### WORK TO COMPLETE
Reproduce the listing below word for word, keeping every line and every bracketed number unchanged.
Start of DATA TO USE
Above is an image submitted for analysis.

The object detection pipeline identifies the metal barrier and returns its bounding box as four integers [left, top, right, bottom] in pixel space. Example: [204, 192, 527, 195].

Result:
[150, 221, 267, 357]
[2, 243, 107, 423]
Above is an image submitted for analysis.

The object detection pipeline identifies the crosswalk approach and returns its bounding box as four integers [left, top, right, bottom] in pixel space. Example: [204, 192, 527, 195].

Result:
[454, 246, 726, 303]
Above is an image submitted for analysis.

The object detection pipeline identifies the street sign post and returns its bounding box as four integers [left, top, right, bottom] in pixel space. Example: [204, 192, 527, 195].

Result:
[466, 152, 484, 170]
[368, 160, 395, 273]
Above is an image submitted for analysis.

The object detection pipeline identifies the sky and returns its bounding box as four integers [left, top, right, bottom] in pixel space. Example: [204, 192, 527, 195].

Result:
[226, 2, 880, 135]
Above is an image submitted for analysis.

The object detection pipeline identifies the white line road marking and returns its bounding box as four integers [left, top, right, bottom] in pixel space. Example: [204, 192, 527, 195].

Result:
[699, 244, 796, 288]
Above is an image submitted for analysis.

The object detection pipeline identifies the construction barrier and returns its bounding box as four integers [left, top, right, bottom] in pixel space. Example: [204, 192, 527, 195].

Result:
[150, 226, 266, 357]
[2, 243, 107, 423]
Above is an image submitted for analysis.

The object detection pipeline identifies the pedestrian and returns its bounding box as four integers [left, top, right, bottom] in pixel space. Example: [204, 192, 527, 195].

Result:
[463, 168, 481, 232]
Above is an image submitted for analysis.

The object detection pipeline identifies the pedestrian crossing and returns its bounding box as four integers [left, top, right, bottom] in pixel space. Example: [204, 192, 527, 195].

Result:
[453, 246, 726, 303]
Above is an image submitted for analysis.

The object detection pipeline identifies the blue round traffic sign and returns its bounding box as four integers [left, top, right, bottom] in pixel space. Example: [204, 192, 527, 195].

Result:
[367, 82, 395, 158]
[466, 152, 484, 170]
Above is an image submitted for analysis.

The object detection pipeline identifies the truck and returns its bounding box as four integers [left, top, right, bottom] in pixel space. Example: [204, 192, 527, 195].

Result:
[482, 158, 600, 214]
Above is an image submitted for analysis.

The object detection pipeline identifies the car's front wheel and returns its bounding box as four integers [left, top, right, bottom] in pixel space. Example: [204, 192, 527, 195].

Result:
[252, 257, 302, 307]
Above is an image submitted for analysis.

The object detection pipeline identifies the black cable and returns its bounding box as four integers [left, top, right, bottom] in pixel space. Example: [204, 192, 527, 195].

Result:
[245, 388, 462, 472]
End of DATA TO USE
### SOLUTION FOR THIS TASK
Above is an image submitted for analysis.

The object detection pipeline identifies the metal barrier and returns its bounding box as four integers [left, top, right, bottom] in pixel space. Example: [204, 192, 527, 195].

Result:
[150, 221, 267, 357]
[2, 243, 107, 423]
Above is an image submitted for analysis.

The object detection pipeline identifies the crosswalk approach and returns its bounding box as four integers [left, top, right, bottom] in pixel space. Example: [204, 192, 527, 195].

Result:
[454, 246, 726, 303]
Above is an image submitted for analysis.

The object detection pipeline identifies the street sign post and returns its bounding box as four integers [left, top, right, bottom] in pixel space. Example: [204, 192, 527, 195].

Result:
[466, 152, 484, 170]
[368, 160, 395, 273]
Above is an image submitted for analysis.

The object detection pipeline identifies the sky and returns its bounding box as four integers [left, top, right, bottom] in pixel space. Example: [204, 192, 527, 195].

Result:
[226, 2, 880, 135]
Above is an image submitted for analysis.

The object detection pipeline identifies the white line road marking and returns its bounding box as four integers [left, top, right, bottom] in pixel space. Example: [204, 192, 527, 195].

Result:
[699, 244, 796, 288]
Above is an image submitted for analysis.

The object detection pipeline identifies the construction barrier and returns its bounding box as four integers [left, top, right, bottom] in pixel space. Example: [204, 192, 527, 195].

Result:
[150, 226, 266, 357]
[2, 243, 107, 423]
Above is an image submitted for analysis.

The object detection pipeline identifies the pedestrian and returns its bounding box as four integers [left, top, right, bottom] in pixel space. Example: [204, 192, 527, 195].

Result:
[463, 168, 481, 232]
Above is an image submitted for analysis.

The object detection pipeline identifies the pedestrian crossing and returns its bounding box as four integers [left, top, right, bottom] in pixel space. Example: [204, 192, 527, 195].

Result:
[453, 246, 726, 303]
Above is an image submitted for analysis.

The object detection pipeline identifies the blue round traffic sign and returns its bounding box as four integers [left, top, right, bottom] in pixel space. Example: [204, 192, 527, 195].

Result:
[367, 82, 395, 158]
[466, 152, 484, 170]
Above is an image submitted for analysis.

The object detection pipeline identifies the truck and returns its bounding box as four integers [left, top, right, bottom] in pixel space. Example: [204, 192, 527, 195].

Result:
[482, 158, 600, 214]
Above is an image submitted for analysis.

The object detection pipeline identifies the car's front wheel and returns its bounding box as four integers [left, top, right, bottom] in pixel space. Example: [204, 192, 527, 195].

Result:
[252, 257, 302, 307]
Above is an image submitted for analysis.

The object detection pipeline identifies the black cable and returns its bounding box as four integers [left, top, right, bottom] in pixel space. Example: [204, 192, 527, 195].

Result:
[245, 388, 462, 472]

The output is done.